**Input records**
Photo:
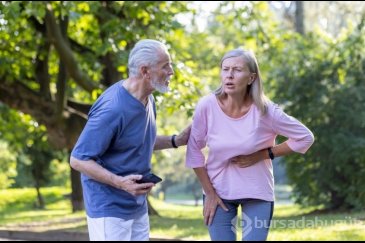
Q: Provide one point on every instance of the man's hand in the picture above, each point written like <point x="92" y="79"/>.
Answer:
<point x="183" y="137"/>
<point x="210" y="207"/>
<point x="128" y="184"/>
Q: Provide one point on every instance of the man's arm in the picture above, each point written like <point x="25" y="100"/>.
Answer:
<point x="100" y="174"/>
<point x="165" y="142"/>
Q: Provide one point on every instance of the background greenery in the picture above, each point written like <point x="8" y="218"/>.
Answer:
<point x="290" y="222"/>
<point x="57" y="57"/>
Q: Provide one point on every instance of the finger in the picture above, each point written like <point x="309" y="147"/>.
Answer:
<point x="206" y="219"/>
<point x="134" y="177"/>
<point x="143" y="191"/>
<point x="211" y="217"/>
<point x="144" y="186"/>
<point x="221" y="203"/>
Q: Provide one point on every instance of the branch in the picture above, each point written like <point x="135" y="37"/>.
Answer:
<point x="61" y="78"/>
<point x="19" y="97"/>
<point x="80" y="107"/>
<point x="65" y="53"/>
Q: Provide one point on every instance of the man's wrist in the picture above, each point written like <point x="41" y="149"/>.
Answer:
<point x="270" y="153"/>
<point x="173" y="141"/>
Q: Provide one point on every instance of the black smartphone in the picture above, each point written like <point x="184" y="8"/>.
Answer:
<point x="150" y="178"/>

--

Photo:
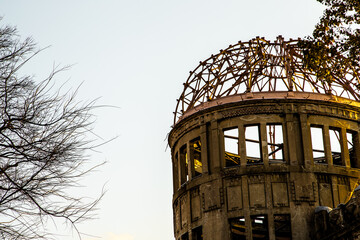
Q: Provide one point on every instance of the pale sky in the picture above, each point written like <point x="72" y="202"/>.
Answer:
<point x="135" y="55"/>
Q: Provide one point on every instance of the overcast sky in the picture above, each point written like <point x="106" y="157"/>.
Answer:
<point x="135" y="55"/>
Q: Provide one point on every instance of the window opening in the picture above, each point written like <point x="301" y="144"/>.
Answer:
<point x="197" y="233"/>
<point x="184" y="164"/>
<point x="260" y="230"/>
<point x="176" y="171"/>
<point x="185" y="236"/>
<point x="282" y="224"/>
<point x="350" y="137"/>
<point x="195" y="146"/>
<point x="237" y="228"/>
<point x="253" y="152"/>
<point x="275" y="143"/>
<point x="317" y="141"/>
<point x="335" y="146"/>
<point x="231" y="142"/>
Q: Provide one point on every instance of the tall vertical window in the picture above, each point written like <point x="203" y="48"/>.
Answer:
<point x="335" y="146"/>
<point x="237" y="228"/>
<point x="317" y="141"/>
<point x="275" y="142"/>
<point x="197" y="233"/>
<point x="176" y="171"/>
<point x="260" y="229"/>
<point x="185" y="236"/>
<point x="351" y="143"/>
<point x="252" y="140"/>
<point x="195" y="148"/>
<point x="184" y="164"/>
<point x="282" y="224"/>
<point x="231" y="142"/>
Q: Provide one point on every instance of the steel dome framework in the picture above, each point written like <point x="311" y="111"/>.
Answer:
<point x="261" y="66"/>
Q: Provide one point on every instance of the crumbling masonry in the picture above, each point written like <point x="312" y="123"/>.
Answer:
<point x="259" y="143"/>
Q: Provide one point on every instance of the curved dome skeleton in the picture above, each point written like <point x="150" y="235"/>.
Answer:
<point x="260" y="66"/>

* * *

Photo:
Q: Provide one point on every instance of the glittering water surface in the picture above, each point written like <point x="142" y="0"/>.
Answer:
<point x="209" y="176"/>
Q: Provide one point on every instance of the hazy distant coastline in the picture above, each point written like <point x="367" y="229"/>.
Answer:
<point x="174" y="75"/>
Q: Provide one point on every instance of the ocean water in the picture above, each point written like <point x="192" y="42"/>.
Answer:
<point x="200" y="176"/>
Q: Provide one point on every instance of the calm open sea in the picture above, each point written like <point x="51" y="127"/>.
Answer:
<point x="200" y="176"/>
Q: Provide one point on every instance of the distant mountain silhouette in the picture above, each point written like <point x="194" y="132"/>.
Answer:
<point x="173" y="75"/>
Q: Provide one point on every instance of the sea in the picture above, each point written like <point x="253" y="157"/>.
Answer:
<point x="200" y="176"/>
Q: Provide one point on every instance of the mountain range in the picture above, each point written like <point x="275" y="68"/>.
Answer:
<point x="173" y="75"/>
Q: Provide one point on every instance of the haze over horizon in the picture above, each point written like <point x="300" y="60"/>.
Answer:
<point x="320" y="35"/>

**Task prompt**
Find each line in the rows above that contains the word "window", and copy those lines.

**Written answer**
Q: Provide one point on every instance of the window opening in the picture above, each point written like <point x="301" y="144"/>.
Q: Provide one point on every instance of the tall vertical window in the picture above, each point written like <point x="203" y="48"/>.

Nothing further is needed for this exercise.